Object point labels
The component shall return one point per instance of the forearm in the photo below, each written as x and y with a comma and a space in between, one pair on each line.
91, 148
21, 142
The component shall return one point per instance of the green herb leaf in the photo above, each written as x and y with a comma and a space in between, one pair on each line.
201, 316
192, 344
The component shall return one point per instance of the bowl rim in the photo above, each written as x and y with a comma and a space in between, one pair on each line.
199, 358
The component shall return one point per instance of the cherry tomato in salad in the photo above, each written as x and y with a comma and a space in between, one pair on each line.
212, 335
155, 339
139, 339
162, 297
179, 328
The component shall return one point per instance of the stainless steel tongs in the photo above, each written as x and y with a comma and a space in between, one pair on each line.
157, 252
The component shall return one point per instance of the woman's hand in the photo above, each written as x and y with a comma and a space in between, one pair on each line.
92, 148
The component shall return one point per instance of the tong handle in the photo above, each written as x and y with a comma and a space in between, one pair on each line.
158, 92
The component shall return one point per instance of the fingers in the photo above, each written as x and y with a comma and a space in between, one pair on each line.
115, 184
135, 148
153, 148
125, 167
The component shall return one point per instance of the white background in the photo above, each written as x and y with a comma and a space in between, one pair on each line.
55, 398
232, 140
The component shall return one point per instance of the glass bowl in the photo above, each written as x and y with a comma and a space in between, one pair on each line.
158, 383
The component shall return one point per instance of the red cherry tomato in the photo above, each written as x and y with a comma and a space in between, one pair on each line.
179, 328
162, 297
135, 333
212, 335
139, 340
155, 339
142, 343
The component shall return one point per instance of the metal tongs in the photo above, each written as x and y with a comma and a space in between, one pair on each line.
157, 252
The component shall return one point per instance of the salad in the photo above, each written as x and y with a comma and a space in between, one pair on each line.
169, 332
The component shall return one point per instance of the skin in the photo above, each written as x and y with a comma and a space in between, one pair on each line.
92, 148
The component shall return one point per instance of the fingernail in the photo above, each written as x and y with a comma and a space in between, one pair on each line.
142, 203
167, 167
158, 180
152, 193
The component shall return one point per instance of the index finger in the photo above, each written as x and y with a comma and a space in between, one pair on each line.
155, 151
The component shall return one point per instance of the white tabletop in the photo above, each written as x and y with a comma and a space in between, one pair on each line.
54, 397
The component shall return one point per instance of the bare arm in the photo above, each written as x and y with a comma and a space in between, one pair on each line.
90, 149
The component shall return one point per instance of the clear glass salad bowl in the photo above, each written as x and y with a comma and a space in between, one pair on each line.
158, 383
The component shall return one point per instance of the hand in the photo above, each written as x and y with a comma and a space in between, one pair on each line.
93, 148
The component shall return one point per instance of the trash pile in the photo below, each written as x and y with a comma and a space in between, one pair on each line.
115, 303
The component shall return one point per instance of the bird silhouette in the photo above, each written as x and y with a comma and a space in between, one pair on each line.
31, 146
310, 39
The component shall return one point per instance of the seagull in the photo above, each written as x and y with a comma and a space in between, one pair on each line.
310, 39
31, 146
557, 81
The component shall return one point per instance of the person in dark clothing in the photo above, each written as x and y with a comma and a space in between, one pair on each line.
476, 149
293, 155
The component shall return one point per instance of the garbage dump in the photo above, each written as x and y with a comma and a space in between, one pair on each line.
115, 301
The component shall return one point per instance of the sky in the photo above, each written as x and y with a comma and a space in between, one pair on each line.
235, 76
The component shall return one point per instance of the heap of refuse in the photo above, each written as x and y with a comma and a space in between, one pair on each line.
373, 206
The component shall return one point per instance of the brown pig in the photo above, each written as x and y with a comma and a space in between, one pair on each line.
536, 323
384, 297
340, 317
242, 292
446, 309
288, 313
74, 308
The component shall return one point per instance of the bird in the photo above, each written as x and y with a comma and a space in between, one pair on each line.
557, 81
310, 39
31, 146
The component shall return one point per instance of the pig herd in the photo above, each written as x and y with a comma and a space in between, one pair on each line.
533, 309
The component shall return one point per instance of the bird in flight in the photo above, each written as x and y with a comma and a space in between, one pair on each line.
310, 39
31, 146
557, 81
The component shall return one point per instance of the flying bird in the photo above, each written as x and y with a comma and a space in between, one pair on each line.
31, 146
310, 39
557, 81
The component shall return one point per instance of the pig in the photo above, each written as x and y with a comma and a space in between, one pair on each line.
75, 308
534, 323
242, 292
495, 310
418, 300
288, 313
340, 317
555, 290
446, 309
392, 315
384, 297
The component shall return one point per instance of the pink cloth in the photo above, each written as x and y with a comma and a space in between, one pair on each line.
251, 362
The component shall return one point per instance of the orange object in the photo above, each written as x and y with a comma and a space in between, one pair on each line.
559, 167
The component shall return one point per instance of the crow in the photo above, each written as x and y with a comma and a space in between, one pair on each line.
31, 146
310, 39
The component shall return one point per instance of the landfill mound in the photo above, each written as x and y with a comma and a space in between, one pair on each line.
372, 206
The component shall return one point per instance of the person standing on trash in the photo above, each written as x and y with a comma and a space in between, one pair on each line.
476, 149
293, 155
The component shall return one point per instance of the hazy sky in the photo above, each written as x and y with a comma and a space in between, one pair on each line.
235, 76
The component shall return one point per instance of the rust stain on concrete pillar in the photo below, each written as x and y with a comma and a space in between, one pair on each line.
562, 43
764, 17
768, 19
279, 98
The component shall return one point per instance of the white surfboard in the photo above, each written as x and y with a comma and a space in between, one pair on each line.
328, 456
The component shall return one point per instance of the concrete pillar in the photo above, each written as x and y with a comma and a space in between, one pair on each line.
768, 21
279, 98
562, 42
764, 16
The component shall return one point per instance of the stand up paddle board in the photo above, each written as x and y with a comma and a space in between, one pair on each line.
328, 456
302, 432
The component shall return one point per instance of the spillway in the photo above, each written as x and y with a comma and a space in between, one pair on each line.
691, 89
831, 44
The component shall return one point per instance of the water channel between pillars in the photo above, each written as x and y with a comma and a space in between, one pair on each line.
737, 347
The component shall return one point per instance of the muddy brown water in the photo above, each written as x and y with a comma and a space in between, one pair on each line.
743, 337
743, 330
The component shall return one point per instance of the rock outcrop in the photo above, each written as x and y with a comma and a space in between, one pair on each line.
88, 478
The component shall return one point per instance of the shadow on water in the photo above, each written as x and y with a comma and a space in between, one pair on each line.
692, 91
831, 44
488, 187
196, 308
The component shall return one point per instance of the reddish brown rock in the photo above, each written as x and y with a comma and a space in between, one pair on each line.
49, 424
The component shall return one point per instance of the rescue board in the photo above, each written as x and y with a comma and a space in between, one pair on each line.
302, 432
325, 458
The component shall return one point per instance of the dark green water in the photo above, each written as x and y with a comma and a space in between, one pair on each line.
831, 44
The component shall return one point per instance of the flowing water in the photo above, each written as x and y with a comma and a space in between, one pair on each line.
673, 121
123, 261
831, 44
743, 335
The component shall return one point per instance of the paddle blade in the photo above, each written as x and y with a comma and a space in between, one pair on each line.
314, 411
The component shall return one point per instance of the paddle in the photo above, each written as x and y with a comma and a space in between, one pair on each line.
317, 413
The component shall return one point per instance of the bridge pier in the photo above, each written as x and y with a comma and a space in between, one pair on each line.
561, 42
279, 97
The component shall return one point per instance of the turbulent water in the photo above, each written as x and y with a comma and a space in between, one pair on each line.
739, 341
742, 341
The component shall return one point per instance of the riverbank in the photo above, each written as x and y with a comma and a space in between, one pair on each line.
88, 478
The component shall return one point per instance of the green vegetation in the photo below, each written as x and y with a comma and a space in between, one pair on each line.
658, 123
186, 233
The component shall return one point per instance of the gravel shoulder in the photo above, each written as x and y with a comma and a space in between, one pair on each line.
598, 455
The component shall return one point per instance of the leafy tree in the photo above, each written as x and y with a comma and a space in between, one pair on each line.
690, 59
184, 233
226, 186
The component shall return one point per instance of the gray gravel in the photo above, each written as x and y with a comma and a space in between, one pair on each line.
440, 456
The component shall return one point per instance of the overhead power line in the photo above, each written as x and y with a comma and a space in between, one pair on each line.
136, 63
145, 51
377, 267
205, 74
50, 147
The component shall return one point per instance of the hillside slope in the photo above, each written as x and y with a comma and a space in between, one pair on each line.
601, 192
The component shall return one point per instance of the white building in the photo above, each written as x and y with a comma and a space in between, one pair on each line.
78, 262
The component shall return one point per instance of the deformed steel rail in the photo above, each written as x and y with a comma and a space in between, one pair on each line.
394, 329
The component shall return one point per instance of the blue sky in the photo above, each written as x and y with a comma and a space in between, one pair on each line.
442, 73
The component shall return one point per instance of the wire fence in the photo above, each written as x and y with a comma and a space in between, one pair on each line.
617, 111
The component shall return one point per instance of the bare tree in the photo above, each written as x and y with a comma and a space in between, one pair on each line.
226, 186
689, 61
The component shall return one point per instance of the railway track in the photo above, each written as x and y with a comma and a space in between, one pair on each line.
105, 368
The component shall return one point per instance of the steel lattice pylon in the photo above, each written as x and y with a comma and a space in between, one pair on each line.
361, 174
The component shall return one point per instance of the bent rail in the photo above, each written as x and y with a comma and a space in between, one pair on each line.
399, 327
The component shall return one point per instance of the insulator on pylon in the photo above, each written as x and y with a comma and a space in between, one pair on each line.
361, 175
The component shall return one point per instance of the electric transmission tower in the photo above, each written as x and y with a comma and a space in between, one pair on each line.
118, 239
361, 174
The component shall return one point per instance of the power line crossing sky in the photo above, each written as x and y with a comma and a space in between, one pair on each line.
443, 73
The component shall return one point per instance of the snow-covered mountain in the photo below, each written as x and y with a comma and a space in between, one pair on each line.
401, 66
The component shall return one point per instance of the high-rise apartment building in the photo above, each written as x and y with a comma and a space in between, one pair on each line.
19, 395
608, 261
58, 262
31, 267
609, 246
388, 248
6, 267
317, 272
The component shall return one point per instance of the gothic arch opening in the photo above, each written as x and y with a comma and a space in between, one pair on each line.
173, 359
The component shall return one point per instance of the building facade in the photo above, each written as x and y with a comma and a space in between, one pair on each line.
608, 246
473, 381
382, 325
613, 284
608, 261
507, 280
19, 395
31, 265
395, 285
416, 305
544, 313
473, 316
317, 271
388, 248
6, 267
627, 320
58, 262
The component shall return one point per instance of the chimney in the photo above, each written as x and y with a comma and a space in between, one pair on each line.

--- Exercise directions ---
Copy exactly the line containing "The component shall return one point per instance of the railway" and every line after it, ending with the last line of the records above.

--- Right answer ---
The component shall return one point per instance of the railway track in the photo above, each written as x and y with a comma and a space in between, one pair on each line.
105, 368
The component shall return one point per instance of the steel lattice pylon in the photo above, each written as x and y with a comma and a space in between, one pair on each line.
361, 174
The component shall return one point per instance of the bent rail in the photo above, each written as x and y with a comma and a space in between, one pair on each line.
399, 327
The component shall return one point per instance of the insulator on pylon in the photo above, each written as x and y with a comma and a space in between, one pair on each line.
361, 175
The component shall return one point per instance of the electric transmission tower in the photo above, each written as x and y with a comma and a space in between, one pair on each line.
118, 239
361, 174
The component shall return one point per instance of the power line crossing sky in the photo above, each written as x and y with a comma and a space in between, one pair on each line.
443, 73
The component shall return one point per instance of the snow-covered mountain in the photo below, each written as x and y with a comma and a space in between, one pair on each line.
401, 66
The component shall return one point per instance of the high-rise apartment building in the photo above, each written as x and y with a comma and a space in between, one pair on each line.
19, 395
608, 261
58, 262
31, 267
609, 246
388, 248
6, 267
317, 272
The component shall return one point per instance of the gothic arch opening in the photo above, each written as x and y with a comma and a space in between, one pair on each line.
173, 359
The component shall return one point per instance of the building facade in the photo above, each written as x and y with a comma and a space in between, one pair on each line.
608, 246
473, 381
382, 325
613, 284
608, 261
507, 280
19, 395
31, 265
395, 285
416, 305
544, 313
473, 316
317, 271
388, 248
6, 267
627, 320
58, 262
The component shall return one point per instance of the chimney in the photo above, each written as x and y with a comma and a space in between, one pair on each line.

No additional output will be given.